[Problem to work on] Copy out, unchanged, the stretch of rows from the line containing "# test: pin the dark" through the line containing "point(461, 425)", including both of those lines and nothing else.

Source rows
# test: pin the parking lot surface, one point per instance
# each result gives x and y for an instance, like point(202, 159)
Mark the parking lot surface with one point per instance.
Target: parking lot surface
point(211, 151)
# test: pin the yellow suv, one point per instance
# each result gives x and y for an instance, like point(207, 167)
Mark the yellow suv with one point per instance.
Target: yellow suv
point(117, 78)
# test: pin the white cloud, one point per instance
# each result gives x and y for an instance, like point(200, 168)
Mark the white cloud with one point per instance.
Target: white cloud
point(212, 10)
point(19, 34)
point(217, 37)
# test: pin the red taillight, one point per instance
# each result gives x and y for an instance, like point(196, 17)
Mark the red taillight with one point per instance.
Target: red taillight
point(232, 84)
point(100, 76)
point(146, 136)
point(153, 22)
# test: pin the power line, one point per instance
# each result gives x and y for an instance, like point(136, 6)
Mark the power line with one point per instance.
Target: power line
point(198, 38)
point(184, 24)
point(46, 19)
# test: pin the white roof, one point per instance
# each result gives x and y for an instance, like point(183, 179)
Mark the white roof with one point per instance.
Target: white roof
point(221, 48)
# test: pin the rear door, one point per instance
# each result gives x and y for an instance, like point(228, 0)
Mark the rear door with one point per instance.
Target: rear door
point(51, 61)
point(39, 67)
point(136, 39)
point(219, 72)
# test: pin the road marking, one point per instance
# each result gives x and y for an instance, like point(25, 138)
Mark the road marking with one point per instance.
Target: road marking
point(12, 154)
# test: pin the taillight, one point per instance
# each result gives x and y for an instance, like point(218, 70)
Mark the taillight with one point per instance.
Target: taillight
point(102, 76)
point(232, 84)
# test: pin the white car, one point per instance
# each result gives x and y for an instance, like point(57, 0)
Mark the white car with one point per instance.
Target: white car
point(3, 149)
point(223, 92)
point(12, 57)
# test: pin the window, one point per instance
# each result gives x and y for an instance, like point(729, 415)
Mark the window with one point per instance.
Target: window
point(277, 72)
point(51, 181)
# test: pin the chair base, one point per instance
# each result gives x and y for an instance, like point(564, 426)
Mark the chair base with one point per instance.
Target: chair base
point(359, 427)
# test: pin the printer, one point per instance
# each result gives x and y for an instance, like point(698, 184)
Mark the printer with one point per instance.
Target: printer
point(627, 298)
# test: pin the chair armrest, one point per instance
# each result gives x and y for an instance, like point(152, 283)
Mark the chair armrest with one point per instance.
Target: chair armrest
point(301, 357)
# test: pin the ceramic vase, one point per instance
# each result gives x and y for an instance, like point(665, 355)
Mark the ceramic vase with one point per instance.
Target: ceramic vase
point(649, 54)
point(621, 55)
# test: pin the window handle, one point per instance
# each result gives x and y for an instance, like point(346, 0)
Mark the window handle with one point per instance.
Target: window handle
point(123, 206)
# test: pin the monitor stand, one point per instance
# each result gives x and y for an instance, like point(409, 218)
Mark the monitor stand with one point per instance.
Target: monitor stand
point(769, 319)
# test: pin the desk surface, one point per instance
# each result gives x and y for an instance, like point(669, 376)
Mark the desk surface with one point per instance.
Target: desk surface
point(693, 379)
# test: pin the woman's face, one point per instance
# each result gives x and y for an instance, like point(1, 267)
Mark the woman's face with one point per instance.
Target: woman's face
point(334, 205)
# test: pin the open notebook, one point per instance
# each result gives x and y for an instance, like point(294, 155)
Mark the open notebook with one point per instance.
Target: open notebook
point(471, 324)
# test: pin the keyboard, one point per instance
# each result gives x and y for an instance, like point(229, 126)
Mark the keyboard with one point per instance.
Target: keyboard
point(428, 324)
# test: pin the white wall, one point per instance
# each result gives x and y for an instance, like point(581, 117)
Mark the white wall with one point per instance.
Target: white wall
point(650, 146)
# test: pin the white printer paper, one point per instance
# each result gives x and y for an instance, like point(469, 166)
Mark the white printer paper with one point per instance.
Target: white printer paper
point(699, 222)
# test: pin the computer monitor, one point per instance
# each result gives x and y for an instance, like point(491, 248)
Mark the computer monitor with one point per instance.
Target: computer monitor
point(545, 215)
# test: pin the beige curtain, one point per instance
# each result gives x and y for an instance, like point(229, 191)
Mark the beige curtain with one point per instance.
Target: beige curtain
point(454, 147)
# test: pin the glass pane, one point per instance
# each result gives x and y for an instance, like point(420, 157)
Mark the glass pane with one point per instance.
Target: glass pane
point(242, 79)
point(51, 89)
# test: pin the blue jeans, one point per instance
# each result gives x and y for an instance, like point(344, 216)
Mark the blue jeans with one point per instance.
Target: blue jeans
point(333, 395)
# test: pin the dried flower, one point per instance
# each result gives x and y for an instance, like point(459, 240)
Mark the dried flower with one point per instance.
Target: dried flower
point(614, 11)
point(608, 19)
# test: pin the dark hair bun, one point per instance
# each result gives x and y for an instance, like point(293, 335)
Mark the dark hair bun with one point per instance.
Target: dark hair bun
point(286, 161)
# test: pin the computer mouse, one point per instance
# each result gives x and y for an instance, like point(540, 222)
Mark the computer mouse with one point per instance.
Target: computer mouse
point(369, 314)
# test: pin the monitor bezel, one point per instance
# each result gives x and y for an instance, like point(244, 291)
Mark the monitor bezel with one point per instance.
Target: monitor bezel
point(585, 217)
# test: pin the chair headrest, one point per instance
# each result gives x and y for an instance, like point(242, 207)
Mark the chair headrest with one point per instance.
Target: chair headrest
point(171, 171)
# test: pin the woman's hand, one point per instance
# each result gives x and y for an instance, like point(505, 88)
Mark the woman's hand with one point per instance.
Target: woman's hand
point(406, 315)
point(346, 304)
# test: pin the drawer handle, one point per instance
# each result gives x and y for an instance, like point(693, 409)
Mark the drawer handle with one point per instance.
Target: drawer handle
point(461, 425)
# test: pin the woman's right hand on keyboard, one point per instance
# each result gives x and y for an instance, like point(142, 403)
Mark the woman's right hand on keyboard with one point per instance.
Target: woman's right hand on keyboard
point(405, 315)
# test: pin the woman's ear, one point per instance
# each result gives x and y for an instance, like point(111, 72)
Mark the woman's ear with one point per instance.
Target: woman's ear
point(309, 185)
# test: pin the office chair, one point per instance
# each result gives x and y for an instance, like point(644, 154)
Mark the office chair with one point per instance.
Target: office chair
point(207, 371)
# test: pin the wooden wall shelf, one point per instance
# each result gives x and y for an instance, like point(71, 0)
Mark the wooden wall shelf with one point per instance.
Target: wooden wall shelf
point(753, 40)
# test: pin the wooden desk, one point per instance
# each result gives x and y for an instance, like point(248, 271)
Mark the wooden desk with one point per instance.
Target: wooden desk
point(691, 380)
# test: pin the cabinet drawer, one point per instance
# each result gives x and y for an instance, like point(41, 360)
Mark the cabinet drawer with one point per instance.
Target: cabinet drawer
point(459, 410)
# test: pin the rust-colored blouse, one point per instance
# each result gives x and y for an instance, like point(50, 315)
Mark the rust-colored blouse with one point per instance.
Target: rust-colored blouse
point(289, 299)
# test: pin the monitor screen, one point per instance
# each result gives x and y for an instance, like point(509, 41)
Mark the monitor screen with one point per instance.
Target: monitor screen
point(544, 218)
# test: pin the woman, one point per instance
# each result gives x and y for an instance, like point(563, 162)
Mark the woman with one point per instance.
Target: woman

[Problem solution]
# test: pin the dark hair bun, one point per instance
# each result gives x and y for an instance, like point(293, 335)
Mark the dark hair bun with one point per instance.
Target: dark hair bun
point(286, 161)
# test: pin the computer mouse, one point per instance
# each result gives x and y for an instance, like point(540, 222)
Mark the computer mouse with one point per instance.
Target: computer mouse
point(369, 314)
# test: pin the monitor bezel, one point per instance
# each result gives x and y for an instance, like point(244, 291)
Mark the monitor bezel with one point per instance.
Target: monitor bezel
point(585, 217)
# test: pin the chair headrest, one point per instance
# each result gives x and y for an instance, like point(242, 207)
Mark the chair headrest with one point per instance.
Target: chair headrest
point(171, 171)
# test: pin the woman's hand, one point per instance
# each result gives x and y for an instance, like point(505, 88)
Mark the woman's hand with one point per instance.
Target: woman's hand
point(406, 315)
point(346, 304)
# test: pin the drawer handle, one point per instance
# each result gives x and y for an instance, like point(693, 409)
Mark the drawer handle with one point per instance.
Target: drawer handle
point(461, 425)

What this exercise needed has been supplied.